[Excerpt]
--- START ---

Understanding the true meaning of chastity
July 29, 2019 at 12:37 p.m.
Scripture and Christian tradition emphasize that Jesus could only be born out of a chaste womb, just as Christian Spirituality emphasizes he can only come to full bloom inside of a chaste heart. Why? Why this emphasis on chastity?
Chastity needs to be properly understood. For too long we have had an overly-narrow and mostly false concept of chastity. Chastity is too commonly identified with sexual abstinence and sexuality is then seen as something that, in itself, militates against chastity and spirituality. But chastity is not the same thing as celibacy; indeed it is not even, first and foremost, a sexual concept. Someone can be chaste but not celibate, just as someone can be celibate but not chaste. My parents were not celibate, they gave birth to a large family, but they were wonderfully chaste persons. The reverse can also be true. Someone can be celibate but far from chaste.
What is chastity? We are chaste when we stand before the world, others, and God in a way which allows them to be fully themselves without letting our own impatience, selfishness, or unwillingness to remain in tension violate their reality and their natural unfolding. What is meant by that?
Allow me to present three images for this:
• In her book, Holy The Firm, Annie Dillard shares this story: One evening, alone in her cabin, she was watching a moth slowly emerge from its cocoon. The process was fascinating but interminably slow. At a point she lost patience and needed to get on to other things, so she picked up a candle and applied a little heat to the process. It worked. The added heat sped up the process and the moth emerged more quickly from its cocoon, but, since a natural process had been interfered with and unnaturally rushed, the moth emerged with ill-formed wings which didn’t allow it to fly properly. A fault in chastity led to stunted growth.

--- END ---

(Contour labeling items)
--- START ---

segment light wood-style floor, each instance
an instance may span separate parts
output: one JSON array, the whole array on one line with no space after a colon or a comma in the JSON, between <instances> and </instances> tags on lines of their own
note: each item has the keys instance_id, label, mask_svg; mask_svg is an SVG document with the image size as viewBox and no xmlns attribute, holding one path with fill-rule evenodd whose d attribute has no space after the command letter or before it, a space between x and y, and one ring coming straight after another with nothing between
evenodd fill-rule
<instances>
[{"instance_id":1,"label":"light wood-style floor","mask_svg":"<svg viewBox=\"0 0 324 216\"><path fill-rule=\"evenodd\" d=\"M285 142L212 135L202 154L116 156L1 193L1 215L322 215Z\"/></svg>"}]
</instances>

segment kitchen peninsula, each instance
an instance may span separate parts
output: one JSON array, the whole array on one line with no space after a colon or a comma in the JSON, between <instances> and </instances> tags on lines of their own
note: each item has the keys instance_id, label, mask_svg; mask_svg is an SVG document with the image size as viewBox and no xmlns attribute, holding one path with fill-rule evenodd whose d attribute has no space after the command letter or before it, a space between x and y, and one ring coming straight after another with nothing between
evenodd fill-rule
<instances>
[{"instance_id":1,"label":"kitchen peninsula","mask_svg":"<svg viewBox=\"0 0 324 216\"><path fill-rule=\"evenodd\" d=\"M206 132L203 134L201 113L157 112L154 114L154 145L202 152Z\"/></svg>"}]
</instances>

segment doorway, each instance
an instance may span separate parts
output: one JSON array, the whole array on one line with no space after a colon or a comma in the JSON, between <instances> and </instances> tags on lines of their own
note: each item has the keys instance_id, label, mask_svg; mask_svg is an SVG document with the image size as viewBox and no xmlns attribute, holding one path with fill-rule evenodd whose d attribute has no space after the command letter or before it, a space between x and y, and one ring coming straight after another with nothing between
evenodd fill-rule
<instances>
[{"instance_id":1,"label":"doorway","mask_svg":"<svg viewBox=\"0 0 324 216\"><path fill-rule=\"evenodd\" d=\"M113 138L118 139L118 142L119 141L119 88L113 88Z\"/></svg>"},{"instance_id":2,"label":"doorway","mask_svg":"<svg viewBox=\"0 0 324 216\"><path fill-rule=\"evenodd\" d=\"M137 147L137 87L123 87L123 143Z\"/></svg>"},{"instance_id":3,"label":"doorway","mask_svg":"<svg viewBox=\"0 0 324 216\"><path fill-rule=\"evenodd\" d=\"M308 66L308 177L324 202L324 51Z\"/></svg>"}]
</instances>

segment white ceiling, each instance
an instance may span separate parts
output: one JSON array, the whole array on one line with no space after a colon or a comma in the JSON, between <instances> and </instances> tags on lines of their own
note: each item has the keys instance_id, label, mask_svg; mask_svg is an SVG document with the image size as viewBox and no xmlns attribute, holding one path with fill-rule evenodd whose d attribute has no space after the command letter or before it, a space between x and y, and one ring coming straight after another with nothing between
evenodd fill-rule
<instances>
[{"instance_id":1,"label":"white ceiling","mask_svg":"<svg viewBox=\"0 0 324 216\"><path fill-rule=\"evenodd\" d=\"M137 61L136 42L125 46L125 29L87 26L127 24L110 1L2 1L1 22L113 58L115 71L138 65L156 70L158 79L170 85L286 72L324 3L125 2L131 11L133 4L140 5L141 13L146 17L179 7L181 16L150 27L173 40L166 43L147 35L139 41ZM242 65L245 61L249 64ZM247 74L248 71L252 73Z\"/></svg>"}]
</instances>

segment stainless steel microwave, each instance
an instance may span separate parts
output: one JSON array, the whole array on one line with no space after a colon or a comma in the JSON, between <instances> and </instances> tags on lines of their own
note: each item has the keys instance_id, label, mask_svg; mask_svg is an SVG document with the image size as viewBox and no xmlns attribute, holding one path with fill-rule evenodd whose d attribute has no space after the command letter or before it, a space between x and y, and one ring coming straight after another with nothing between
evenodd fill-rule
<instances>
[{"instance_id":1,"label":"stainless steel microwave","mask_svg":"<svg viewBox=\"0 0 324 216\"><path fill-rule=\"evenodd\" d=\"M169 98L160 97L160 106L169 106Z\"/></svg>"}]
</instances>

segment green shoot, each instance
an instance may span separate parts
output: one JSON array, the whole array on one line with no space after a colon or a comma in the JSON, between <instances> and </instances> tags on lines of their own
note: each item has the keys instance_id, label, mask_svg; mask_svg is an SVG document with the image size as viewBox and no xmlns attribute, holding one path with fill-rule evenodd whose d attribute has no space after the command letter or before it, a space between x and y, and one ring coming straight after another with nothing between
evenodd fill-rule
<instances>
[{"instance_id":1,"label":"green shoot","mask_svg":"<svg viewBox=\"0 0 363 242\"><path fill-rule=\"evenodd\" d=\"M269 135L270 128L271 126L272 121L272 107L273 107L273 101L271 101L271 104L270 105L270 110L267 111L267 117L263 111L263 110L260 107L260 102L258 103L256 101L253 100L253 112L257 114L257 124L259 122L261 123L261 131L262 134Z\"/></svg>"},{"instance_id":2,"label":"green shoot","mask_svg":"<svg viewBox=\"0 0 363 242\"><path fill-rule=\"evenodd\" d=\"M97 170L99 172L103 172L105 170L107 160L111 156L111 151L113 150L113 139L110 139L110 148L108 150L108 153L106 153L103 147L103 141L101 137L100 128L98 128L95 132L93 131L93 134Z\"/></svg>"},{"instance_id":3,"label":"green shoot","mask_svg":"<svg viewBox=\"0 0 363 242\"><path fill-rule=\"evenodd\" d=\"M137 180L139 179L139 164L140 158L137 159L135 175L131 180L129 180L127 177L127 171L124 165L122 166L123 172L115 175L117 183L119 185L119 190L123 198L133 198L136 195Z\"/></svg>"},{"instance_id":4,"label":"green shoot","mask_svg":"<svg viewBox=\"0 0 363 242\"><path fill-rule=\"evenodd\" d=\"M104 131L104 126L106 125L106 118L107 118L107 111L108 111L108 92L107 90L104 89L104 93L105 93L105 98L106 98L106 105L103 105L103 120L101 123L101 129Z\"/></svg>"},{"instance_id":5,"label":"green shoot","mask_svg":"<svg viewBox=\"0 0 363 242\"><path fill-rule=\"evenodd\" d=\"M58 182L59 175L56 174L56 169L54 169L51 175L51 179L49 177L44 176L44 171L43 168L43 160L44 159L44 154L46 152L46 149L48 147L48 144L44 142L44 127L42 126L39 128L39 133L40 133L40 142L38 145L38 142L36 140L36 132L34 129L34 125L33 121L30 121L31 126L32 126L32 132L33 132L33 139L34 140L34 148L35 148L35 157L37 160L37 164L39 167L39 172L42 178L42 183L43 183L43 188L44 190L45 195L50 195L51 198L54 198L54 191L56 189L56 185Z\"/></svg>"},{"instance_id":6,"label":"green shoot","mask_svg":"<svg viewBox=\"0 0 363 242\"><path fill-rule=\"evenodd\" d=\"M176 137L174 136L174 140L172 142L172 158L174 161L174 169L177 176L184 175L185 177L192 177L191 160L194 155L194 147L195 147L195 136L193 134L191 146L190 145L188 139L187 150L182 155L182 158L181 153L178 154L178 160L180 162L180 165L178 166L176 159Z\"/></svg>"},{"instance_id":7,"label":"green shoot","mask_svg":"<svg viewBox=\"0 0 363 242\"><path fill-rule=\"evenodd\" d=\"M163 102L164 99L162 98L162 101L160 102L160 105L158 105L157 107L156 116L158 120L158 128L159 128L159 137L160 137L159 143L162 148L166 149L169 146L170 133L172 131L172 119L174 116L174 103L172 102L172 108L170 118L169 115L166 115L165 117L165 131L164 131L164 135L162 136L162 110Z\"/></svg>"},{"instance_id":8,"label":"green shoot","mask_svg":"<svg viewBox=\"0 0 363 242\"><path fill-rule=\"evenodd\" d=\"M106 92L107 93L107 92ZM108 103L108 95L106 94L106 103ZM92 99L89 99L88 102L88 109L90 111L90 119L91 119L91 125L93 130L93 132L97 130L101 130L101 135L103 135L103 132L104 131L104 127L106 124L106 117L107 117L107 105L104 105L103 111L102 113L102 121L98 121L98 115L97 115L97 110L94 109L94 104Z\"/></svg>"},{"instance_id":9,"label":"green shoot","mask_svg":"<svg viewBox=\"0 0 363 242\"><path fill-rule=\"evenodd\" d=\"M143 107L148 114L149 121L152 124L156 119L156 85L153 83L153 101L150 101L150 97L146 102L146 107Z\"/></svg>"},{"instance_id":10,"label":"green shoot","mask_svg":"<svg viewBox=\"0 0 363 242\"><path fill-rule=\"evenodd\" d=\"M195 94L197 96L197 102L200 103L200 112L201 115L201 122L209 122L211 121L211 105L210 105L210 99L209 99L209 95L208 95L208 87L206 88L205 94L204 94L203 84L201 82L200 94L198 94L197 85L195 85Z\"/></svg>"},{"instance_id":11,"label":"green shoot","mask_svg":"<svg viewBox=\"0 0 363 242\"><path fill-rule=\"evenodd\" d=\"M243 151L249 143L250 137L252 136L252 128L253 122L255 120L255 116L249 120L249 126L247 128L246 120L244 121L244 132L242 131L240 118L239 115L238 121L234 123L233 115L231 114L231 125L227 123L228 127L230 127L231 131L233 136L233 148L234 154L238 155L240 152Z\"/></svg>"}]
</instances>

--- END ---

[Exercise] Copy word for word the passage of the article on chastity starting with "Chastity needs to" and going on through "far from chaste.".

[Task output]
Chastity needs to be properly understood. For too long we have had an overly-narrow and mostly false concept of chastity. Chastity is too commonly identified with sexual abstinence and sexuality is then seen as something that, in itself, militates against chastity and spirituality. But chastity is not the same thing as celibacy; indeed it is not even, first and foremost, a sexual concept. Someone can be chaste but not celibate, just as someone can be celibate but not chaste. My parents were not celibate, they gave birth to a large family, but they were wonderfully chaste persons. The reverse can also be true. Someone can be celibate but far from chaste.